- [Problem details] Render all of the lines below as a numbered list, omitting blank lines and leaving the pictures out of your answer.

[Image location labeling entries]
━━━━
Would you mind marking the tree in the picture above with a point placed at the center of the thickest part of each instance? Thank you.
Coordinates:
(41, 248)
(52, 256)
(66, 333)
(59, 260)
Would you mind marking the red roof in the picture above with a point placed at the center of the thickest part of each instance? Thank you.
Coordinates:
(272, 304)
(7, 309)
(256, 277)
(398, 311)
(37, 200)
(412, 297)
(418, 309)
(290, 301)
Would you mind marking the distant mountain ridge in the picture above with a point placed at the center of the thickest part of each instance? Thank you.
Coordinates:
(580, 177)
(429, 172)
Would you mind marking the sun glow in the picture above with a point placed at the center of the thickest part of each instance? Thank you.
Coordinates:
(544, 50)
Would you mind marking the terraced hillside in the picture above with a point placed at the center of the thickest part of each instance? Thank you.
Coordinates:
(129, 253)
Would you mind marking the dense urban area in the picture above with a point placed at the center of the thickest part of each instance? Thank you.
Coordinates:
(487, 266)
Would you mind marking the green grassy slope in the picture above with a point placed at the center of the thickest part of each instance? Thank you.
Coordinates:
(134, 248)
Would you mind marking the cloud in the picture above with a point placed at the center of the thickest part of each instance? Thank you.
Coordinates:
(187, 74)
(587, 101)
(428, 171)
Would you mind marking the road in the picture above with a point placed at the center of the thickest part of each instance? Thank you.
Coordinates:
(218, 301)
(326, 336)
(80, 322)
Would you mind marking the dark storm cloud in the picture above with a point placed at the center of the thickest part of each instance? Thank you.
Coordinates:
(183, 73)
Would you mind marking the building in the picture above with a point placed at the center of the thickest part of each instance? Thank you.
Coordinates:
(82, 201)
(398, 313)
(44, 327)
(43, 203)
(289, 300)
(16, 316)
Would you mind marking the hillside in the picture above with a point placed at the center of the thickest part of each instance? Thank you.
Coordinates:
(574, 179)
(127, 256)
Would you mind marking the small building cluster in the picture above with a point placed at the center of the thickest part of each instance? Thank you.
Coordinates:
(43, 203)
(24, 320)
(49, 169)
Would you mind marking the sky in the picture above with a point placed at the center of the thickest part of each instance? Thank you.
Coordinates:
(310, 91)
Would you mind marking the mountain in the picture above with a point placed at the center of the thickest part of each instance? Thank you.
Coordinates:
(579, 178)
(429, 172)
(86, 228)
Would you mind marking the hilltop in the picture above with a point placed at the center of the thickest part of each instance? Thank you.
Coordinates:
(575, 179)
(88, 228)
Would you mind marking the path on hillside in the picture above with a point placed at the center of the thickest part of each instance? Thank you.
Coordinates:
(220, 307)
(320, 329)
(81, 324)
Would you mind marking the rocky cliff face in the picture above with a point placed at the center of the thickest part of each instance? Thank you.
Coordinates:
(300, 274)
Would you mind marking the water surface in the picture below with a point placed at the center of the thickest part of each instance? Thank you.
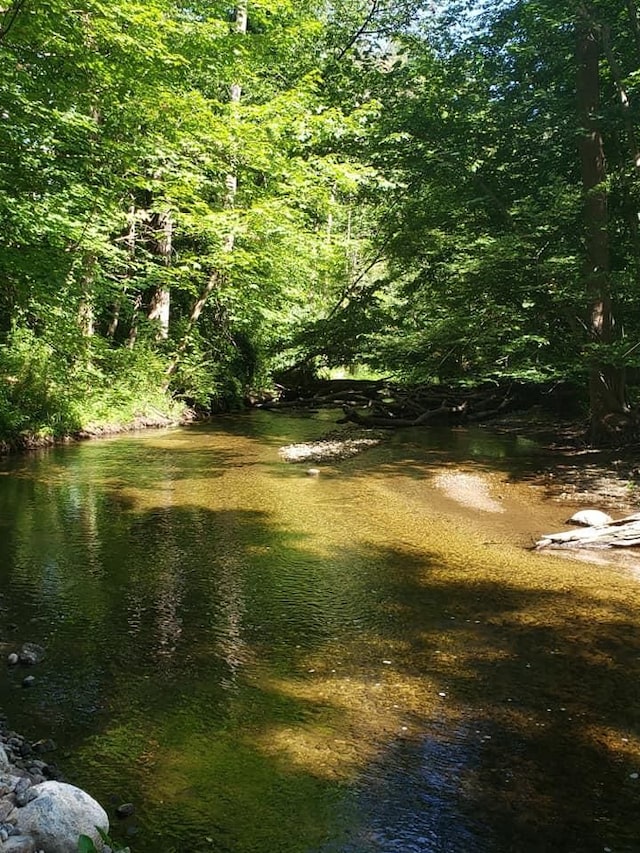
━━━━
- [Result of this exercise]
1. Would you mind marking the tree in the picture above with a point placed at the center of the thickest part of each instance? Thank you.
2. Coordinates:
3. (41, 248)
4. (52, 256)
5. (66, 333)
6. (59, 260)
7. Would you mind marking the red roof in the picture above with a point placed at the center of the thickest part of each instance? Thank you.
8. Coordinates:
9. (272, 304)
10. (7, 309)
11. (256, 277)
12. (398, 311)
13. (37, 200)
14. (412, 297)
15. (418, 309)
16. (290, 301)
17. Would you mind marking the distant mountain ridge in the picture above with a point placed at the center of the thickest part of each instance? Thank you.
18. Coordinates:
19. (580, 177)
20. (429, 172)
21. Would you mind marking the sun glow in the picture above with a point placed at the center of the thickest part of each instance? Thank you.
22. Coordinates:
23. (544, 50)
24. Would you mind marking the terraced hillside in the picture above with a point placed at the center of the thickest part of each instance? Thank you.
25. Coordinates:
26. (129, 253)
27. Would you mind marking the dense urban area in the picture above with a point placed at the center of the thickest part of each instance? Thank you.
28. Coordinates:
29. (487, 266)
30. Would you mind marking the green grassy slope in the picture above with a point placed at the center of the thickest part of each instance? Thank you.
31. Coordinates:
32. (134, 248)
33. Would you mind marking the cloud in the picture above with a point placed at the center of the thickest part of each instance? Thank you.
34. Coordinates:
35. (187, 74)
36. (587, 101)
37. (428, 171)
38. Would you mind marking the road in the picture above with a point placed at the center of the thickest part of each instance? Thank you.
39. Coordinates:
40. (218, 301)
41. (326, 336)
42. (80, 322)
43. Would you mind marking the dark storm cloud in the picture above with a point placed at the center of the thickest part of each instance? Thank you.
44. Coordinates:
45. (183, 73)
46. Would you mind marking the building in the picture above with a point placed at the center of the thickest part of each instance? Thank you.
47. Coordinates:
48. (82, 201)
49. (398, 313)
50. (44, 327)
51. (43, 203)
52. (289, 300)
53. (16, 316)
54. Would you mind marking the hillside in the picture above with a point placed at the center of the thickest part of each instance? Thank you.
55. Coordinates:
56. (574, 179)
57. (127, 256)
58. Would you mind marking the small building cluster in the picture above with a point placed at the center of the thickest part of each instance? Thank you.
59. Coordinates:
60. (43, 203)
61. (24, 320)
62. (49, 169)
63. Would you mind marking the sky in the picture above with a point placed at the center of the thickest part of each instance? Thank you.
64. Coordinates:
65. (310, 91)
66. Would you mind marking the mountain in the picture above with a point placed at the center of the thickest part of each instance? Thank you.
67. Coordinates:
68. (579, 178)
69. (429, 172)
70. (86, 228)
71. Would you mind marking the hilltop in the picture above with a point placed at the center of the thickest part of each instance? Thank you.
72. Coordinates:
73. (575, 179)
74. (88, 228)
75. Would you mind marking the path on hillside in the picture above with a point placed at the center of the thickest part of each instance? Thank you.
76. Coordinates:
77. (220, 307)
78. (320, 329)
79. (81, 324)
80. Would you mind marking the rocky cliff face in the picture above with a point placed at the center of the thickest part of each instance? Thank you.
81. Coordinates:
82. (300, 274)
83. Would you mind marking the water surface in the picture below with a point placed at the center of the thickest part of each instance? Thank you.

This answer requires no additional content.